TRY IT
Look through the records below and collect all lines that hold the string "water".

MATERIAL SHOWN

§

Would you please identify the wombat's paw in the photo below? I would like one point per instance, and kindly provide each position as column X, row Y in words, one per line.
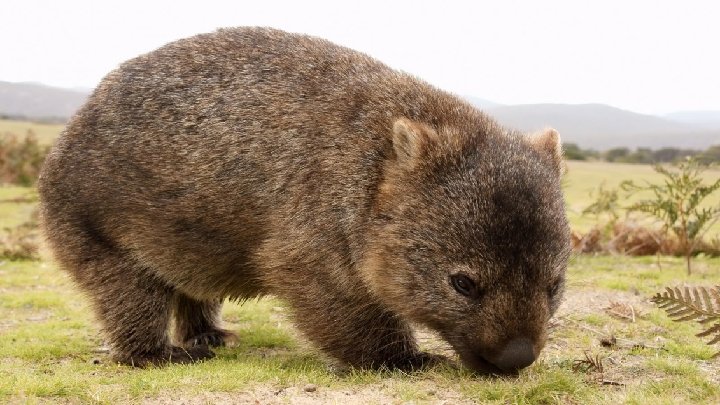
column 214, row 338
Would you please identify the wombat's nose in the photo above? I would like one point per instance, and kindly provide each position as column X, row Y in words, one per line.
column 517, row 354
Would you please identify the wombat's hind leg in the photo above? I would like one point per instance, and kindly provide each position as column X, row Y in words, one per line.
column 197, row 322
column 134, row 307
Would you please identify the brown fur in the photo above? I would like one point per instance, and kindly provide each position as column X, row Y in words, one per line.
column 251, row 161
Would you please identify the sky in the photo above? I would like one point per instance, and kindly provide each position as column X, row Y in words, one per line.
column 646, row 56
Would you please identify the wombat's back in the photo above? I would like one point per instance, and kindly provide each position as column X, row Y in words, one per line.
column 210, row 144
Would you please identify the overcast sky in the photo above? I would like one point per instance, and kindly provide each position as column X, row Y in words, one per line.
column 646, row 56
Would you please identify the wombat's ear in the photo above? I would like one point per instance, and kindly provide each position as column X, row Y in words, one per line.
column 410, row 139
column 548, row 142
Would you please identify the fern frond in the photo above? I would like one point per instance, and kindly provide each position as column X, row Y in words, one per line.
column 699, row 304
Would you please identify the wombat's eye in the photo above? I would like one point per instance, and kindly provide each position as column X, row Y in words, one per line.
column 463, row 284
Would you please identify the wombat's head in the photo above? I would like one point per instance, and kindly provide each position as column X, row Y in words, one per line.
column 471, row 239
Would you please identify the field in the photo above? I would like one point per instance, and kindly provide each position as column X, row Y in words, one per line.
column 51, row 349
column 46, row 133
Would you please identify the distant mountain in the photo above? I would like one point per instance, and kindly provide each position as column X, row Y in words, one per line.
column 602, row 127
column 594, row 126
column 38, row 101
column 705, row 119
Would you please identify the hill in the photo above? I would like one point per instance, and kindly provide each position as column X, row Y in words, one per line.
column 602, row 127
column 39, row 102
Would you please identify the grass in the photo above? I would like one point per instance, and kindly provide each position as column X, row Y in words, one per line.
column 46, row 133
column 584, row 177
column 49, row 350
column 50, row 346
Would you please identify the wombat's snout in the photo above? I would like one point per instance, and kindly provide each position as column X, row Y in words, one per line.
column 517, row 354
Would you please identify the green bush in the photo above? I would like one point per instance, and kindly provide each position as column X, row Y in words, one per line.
column 21, row 159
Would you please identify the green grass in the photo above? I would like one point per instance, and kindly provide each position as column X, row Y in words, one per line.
column 49, row 342
column 46, row 133
column 584, row 177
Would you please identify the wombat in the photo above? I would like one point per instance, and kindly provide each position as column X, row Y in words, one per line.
column 251, row 161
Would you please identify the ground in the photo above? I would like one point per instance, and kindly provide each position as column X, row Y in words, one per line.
column 608, row 343
column 51, row 350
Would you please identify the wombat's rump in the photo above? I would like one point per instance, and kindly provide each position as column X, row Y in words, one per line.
column 251, row 161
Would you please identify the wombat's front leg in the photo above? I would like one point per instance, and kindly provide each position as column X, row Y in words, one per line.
column 359, row 331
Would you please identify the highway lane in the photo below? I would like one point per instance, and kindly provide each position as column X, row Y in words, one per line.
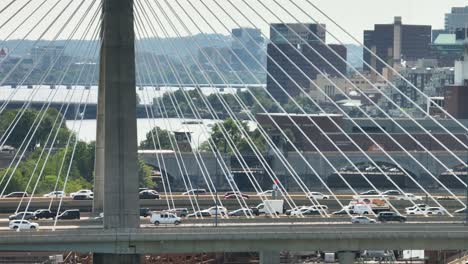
column 307, row 224
column 10, row 205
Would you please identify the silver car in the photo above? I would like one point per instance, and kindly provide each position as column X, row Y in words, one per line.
column 362, row 220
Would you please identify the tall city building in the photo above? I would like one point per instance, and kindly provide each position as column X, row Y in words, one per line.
column 291, row 58
column 248, row 46
column 457, row 18
column 446, row 49
column 456, row 95
column 395, row 43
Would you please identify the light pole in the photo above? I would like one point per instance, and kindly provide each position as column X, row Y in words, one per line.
column 216, row 210
column 466, row 188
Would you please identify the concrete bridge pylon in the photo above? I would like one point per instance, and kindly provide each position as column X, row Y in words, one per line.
column 116, row 174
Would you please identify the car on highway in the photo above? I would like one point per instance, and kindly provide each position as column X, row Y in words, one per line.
column 445, row 198
column 410, row 197
column 220, row 211
column 343, row 211
column 305, row 211
column 23, row 225
column 16, row 195
column 149, row 194
column 165, row 219
column 71, row 214
column 194, row 192
column 370, row 192
column 392, row 193
column 236, row 195
column 416, row 211
column 289, row 211
column 317, row 196
column 144, row 212
column 54, row 194
column 319, row 207
column 203, row 213
column 181, row 212
column 391, row 217
column 82, row 195
column 265, row 193
column 434, row 211
column 22, row 216
column 44, row 214
column 362, row 220
column 420, row 206
column 241, row 212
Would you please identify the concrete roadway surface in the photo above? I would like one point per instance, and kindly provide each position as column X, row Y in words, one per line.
column 87, row 221
column 438, row 225
column 8, row 206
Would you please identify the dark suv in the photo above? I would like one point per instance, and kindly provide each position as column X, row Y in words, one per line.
column 44, row 214
column 390, row 216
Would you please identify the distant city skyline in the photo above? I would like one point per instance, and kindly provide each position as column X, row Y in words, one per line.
column 355, row 16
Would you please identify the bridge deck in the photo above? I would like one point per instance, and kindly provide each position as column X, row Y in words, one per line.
column 243, row 239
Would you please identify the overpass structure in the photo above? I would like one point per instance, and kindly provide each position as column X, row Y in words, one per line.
column 267, row 239
column 121, row 238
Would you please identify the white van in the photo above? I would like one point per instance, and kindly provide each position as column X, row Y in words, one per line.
column 165, row 218
column 360, row 208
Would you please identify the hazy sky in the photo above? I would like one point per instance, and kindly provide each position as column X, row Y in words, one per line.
column 354, row 15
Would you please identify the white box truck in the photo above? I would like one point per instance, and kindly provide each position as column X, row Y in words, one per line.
column 271, row 207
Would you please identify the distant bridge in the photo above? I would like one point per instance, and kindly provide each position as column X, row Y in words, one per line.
column 315, row 160
column 258, row 238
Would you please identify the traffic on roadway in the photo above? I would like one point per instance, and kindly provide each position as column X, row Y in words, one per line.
column 369, row 207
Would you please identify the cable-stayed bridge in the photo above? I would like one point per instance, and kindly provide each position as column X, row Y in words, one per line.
column 300, row 150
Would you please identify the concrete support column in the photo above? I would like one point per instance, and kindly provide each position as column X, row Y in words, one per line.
column 269, row 257
column 116, row 259
column 118, row 138
column 346, row 257
column 98, row 200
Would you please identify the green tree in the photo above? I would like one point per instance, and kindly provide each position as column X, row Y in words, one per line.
column 27, row 120
column 164, row 139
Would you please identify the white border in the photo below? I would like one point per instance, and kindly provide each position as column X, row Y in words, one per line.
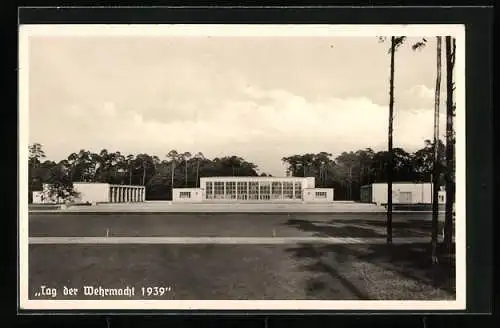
column 25, row 31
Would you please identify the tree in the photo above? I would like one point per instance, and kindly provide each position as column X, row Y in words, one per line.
column 35, row 155
column 199, row 157
column 173, row 155
column 59, row 184
column 435, row 173
column 396, row 42
column 450, row 143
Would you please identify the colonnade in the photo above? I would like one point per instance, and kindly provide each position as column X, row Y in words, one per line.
column 126, row 194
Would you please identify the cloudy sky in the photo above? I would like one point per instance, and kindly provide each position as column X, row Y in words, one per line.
column 261, row 98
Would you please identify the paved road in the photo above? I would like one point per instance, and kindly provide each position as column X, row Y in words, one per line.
column 204, row 272
column 227, row 225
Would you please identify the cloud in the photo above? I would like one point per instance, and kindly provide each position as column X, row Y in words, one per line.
column 262, row 127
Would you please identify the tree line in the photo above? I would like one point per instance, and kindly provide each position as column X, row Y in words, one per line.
column 346, row 173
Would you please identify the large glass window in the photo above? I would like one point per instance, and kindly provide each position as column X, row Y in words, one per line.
column 209, row 190
column 265, row 190
column 230, row 190
column 298, row 190
column 288, row 190
column 254, row 190
column 242, row 190
column 219, row 190
column 276, row 190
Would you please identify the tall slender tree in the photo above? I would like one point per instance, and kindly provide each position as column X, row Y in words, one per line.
column 186, row 156
column 173, row 155
column 436, row 163
column 389, row 140
column 450, row 143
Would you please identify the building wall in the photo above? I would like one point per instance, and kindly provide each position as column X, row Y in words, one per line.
column 188, row 195
column 404, row 193
column 365, row 194
column 251, row 189
column 92, row 192
column 318, row 195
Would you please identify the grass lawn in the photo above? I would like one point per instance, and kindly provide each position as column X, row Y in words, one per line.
column 326, row 272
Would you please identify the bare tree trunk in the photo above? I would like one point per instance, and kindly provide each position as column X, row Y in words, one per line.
column 435, row 173
column 450, row 144
column 197, row 172
column 389, row 137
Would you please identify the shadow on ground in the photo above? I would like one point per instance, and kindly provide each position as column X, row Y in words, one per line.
column 406, row 261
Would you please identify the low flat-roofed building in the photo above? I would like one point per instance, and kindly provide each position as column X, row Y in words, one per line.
column 254, row 189
column 94, row 192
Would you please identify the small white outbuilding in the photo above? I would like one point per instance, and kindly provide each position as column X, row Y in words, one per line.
column 92, row 192
column 402, row 193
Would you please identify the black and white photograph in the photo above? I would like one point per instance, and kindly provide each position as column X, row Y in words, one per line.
column 207, row 167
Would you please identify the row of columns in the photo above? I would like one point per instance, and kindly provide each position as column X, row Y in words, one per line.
column 127, row 194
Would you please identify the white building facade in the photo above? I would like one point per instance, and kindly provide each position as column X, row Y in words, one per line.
column 89, row 192
column 402, row 193
column 254, row 189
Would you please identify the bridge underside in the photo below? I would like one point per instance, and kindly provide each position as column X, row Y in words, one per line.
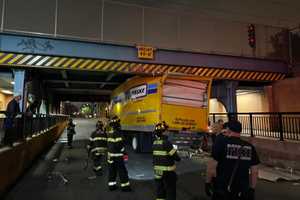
column 124, row 67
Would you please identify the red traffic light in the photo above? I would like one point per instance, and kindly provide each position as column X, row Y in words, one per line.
column 251, row 35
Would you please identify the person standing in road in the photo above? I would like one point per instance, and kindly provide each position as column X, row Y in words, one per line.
column 216, row 129
column 98, row 147
column 164, row 157
column 115, row 156
column 13, row 108
column 228, row 175
column 70, row 132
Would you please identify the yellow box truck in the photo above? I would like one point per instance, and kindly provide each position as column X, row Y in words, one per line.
column 143, row 101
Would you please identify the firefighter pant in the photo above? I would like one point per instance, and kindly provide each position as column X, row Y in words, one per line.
column 98, row 164
column 70, row 139
column 116, row 166
column 166, row 186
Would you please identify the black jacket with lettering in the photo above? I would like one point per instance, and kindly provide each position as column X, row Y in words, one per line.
column 164, row 156
column 227, row 151
column 115, row 143
column 12, row 109
column 98, row 143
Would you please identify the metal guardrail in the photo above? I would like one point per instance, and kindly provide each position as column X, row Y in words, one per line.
column 24, row 125
column 281, row 125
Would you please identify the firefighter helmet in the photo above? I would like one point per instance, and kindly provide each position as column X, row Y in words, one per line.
column 115, row 122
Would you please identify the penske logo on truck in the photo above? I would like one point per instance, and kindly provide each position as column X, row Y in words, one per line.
column 137, row 92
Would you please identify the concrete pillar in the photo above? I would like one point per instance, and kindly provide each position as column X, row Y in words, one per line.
column 19, row 79
column 230, row 96
column 225, row 92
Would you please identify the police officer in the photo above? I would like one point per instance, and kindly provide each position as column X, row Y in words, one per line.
column 115, row 154
column 97, row 147
column 164, row 157
column 70, row 132
column 228, row 174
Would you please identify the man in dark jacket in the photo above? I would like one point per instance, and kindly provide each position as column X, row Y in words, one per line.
column 228, row 176
column 115, row 156
column 13, row 108
column 164, row 157
column 97, row 147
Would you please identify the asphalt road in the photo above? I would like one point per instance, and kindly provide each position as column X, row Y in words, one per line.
column 59, row 175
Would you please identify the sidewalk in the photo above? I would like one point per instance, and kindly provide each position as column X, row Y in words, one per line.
column 38, row 185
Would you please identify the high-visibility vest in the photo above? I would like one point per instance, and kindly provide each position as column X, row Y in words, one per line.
column 163, row 152
column 98, row 142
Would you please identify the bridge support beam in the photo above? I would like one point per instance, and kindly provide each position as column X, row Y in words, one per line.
column 225, row 92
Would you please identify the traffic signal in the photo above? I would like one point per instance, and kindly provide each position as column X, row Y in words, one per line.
column 251, row 35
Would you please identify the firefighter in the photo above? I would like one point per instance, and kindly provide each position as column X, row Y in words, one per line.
column 115, row 157
column 70, row 132
column 232, row 172
column 97, row 147
column 164, row 157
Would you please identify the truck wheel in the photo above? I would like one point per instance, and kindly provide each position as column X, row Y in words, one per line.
column 136, row 144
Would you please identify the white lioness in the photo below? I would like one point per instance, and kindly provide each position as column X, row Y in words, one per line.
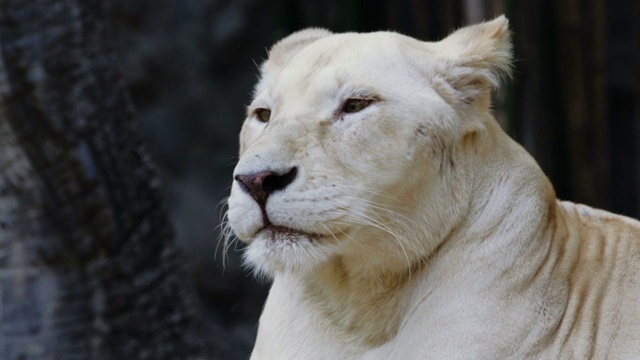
column 398, row 221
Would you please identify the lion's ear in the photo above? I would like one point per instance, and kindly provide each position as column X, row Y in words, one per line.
column 476, row 58
column 284, row 50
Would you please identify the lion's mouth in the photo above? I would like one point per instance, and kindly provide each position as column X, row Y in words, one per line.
column 279, row 232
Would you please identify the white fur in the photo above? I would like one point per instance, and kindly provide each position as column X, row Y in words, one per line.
column 439, row 237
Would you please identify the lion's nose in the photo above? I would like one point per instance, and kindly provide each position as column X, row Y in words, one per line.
column 261, row 185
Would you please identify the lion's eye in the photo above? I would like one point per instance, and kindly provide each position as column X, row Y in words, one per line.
column 263, row 114
column 355, row 105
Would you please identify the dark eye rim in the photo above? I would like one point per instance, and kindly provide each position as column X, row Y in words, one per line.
column 363, row 103
column 259, row 114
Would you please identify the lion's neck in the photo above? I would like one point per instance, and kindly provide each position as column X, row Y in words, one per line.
column 370, row 293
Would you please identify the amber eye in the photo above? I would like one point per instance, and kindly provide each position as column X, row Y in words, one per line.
column 355, row 105
column 263, row 114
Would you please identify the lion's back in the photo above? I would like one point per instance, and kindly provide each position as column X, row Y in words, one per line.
column 598, row 253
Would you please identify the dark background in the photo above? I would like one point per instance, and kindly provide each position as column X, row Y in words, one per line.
column 190, row 66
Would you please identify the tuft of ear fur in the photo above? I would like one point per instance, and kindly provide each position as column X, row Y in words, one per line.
column 284, row 50
column 477, row 57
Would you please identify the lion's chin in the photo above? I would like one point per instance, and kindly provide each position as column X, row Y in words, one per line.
column 277, row 249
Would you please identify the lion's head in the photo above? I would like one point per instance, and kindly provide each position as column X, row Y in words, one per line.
column 357, row 146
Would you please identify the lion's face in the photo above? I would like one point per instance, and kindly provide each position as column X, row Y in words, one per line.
column 349, row 149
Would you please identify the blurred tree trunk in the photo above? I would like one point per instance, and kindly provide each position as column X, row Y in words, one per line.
column 88, row 269
column 581, row 29
column 536, row 114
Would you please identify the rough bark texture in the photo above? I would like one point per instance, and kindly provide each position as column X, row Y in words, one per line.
column 88, row 269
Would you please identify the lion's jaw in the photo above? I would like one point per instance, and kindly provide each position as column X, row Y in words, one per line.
column 381, row 185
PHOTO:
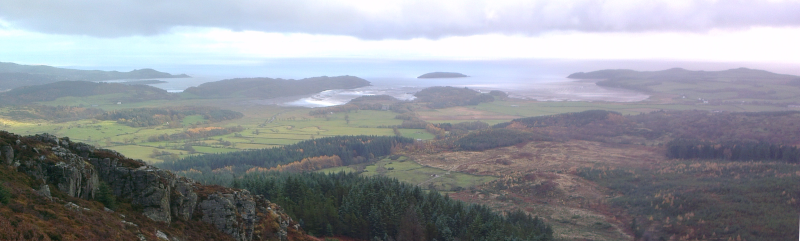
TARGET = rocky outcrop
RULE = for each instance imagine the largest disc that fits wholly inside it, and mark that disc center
(54, 164)
(7, 154)
(76, 169)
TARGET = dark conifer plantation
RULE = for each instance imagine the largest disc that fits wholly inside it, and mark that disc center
(379, 208)
(351, 149)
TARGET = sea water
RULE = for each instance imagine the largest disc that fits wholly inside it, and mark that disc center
(544, 80)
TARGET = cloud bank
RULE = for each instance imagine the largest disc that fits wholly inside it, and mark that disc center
(393, 19)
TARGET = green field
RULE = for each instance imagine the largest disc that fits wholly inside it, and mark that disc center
(268, 126)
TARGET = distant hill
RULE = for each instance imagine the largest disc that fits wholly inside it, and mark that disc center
(55, 189)
(740, 84)
(15, 75)
(434, 75)
(53, 91)
(266, 88)
(443, 97)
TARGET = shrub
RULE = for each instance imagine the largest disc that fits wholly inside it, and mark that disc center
(5, 195)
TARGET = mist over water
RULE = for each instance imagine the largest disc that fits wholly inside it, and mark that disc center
(543, 80)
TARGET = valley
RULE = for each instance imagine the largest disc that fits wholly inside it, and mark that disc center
(575, 164)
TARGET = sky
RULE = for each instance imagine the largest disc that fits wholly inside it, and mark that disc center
(234, 32)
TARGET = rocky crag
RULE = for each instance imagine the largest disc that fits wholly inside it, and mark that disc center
(77, 170)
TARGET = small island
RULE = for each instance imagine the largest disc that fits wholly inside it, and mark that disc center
(436, 75)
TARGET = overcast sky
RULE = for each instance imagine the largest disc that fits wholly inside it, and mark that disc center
(121, 32)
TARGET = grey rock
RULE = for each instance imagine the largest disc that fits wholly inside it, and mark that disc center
(161, 235)
(45, 191)
(163, 195)
(221, 210)
(73, 175)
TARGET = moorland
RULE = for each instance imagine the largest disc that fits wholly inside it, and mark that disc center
(710, 155)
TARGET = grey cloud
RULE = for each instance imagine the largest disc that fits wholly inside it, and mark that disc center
(407, 19)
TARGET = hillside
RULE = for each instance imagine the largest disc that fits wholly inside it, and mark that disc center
(53, 91)
(707, 87)
(55, 189)
(442, 97)
(16, 75)
(266, 88)
(436, 75)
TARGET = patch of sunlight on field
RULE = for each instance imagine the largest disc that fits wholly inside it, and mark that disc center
(208, 149)
(192, 119)
(416, 134)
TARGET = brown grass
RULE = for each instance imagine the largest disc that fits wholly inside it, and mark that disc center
(539, 177)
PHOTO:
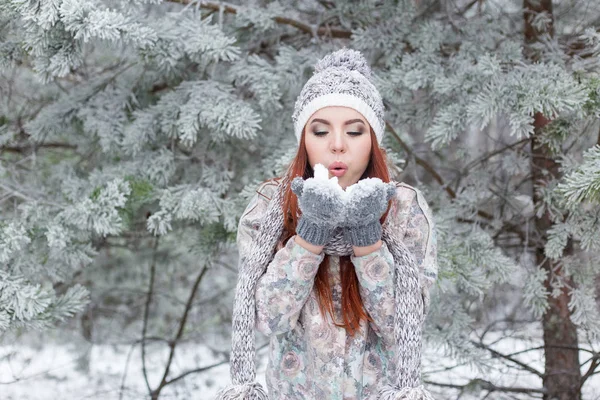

§

ANSWER SPACE
TARGET = sea water
TARGET = mist over water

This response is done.